--- begin Data extract ---

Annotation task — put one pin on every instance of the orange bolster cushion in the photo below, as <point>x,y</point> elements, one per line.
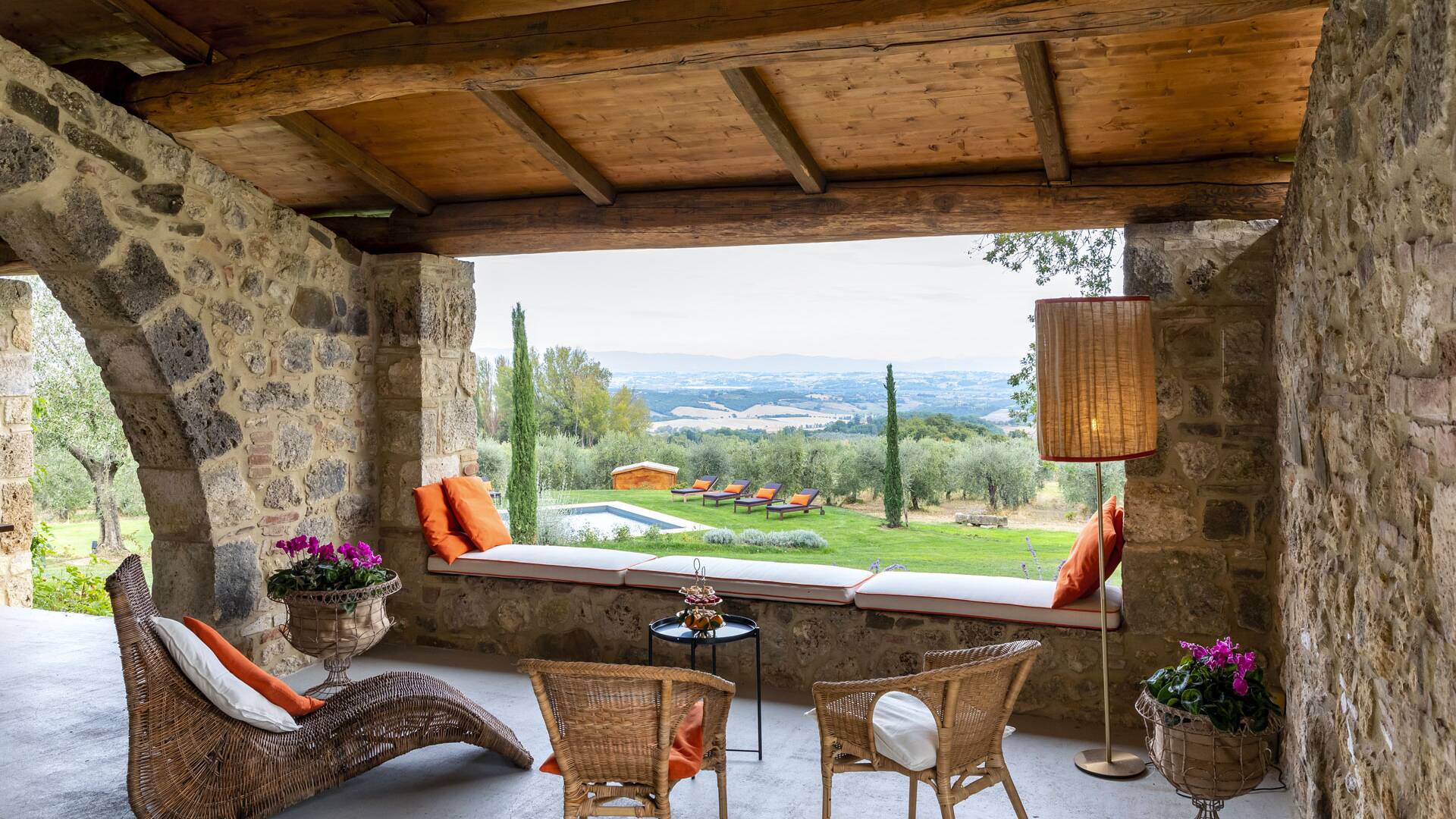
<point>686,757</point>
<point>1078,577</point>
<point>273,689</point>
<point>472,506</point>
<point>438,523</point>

--- end Data extract ---

Present the entries above as a Markdown table with the columns Row and Line, one numbered row per non-blank line. Leave out the pictures.

:: Response to this exercise ::
| Row | Line |
|---|---|
| 1 | Annotation task — put one pin on every instance of the orange bolster cushion in the photo below, as <point>x,y</point> elements, one per line. |
| 2 | <point>686,757</point> |
| 3 | <point>1078,577</point> |
| 4 | <point>273,689</point> |
| 5 | <point>472,506</point> |
| 6 | <point>438,523</point> |